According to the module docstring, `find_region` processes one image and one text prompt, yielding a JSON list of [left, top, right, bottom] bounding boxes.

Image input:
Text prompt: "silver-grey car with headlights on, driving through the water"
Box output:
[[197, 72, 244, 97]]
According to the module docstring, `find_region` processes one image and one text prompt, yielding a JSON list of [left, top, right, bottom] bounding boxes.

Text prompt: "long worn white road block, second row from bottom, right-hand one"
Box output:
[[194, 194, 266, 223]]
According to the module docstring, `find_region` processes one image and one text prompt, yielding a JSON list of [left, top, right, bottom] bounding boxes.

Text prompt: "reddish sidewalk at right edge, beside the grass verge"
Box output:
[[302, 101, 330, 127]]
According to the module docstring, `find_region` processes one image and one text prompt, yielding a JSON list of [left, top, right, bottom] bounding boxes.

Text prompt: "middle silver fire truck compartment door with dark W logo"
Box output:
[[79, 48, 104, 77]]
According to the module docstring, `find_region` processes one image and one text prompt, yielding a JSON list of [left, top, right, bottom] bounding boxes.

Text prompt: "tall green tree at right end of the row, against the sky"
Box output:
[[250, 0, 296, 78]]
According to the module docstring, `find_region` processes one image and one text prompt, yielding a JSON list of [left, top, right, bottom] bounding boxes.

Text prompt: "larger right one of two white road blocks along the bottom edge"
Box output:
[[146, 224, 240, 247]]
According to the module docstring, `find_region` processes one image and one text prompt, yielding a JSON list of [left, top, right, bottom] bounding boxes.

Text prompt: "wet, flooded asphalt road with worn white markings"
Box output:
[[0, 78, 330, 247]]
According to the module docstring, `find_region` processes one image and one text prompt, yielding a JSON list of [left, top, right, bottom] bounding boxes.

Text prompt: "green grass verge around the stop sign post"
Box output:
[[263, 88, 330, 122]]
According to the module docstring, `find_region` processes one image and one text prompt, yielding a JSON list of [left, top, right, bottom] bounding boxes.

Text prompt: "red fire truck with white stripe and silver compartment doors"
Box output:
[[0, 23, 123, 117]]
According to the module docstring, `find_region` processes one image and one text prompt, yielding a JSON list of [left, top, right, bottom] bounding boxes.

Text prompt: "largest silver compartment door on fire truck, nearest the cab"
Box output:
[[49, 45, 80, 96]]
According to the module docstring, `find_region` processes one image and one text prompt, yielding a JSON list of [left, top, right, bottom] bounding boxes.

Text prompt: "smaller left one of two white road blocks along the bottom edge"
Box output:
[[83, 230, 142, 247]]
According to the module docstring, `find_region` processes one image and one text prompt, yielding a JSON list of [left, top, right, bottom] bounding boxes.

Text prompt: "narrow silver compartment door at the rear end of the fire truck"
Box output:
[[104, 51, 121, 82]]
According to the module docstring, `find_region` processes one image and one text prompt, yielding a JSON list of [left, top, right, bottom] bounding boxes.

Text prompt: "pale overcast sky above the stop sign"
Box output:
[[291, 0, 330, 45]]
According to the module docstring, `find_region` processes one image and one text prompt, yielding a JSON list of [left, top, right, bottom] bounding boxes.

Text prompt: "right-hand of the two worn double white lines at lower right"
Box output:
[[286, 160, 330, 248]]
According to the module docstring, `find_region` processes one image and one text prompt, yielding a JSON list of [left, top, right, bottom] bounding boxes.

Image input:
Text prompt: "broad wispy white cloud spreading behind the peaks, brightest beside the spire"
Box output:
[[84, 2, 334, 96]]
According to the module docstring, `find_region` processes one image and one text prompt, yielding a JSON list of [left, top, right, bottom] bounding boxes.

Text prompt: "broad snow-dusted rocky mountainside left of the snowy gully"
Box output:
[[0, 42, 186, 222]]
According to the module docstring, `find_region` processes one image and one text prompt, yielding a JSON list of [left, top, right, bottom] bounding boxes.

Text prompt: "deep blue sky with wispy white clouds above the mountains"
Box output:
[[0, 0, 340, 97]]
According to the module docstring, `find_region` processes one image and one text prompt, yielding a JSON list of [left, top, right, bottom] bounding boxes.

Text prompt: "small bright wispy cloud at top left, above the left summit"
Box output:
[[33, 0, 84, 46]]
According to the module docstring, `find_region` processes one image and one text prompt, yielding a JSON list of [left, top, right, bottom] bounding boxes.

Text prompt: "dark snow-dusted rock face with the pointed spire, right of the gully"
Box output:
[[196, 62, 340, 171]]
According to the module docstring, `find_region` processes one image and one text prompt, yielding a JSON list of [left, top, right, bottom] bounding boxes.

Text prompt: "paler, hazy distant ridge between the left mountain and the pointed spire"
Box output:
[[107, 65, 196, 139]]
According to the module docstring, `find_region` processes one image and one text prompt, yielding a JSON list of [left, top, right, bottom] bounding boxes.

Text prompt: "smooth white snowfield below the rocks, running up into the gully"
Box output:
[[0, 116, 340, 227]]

================================

Whenever a line above includes "gully", copy it in full.

Text prompt: "broad snow-dusted rocky mountainside left of the snowy gully"
Text prompt: "dark snow-dusted rock face with the pointed spire, right of the gully"
Text prompt: "smooth white snowfield below the rocks, running up into the gully"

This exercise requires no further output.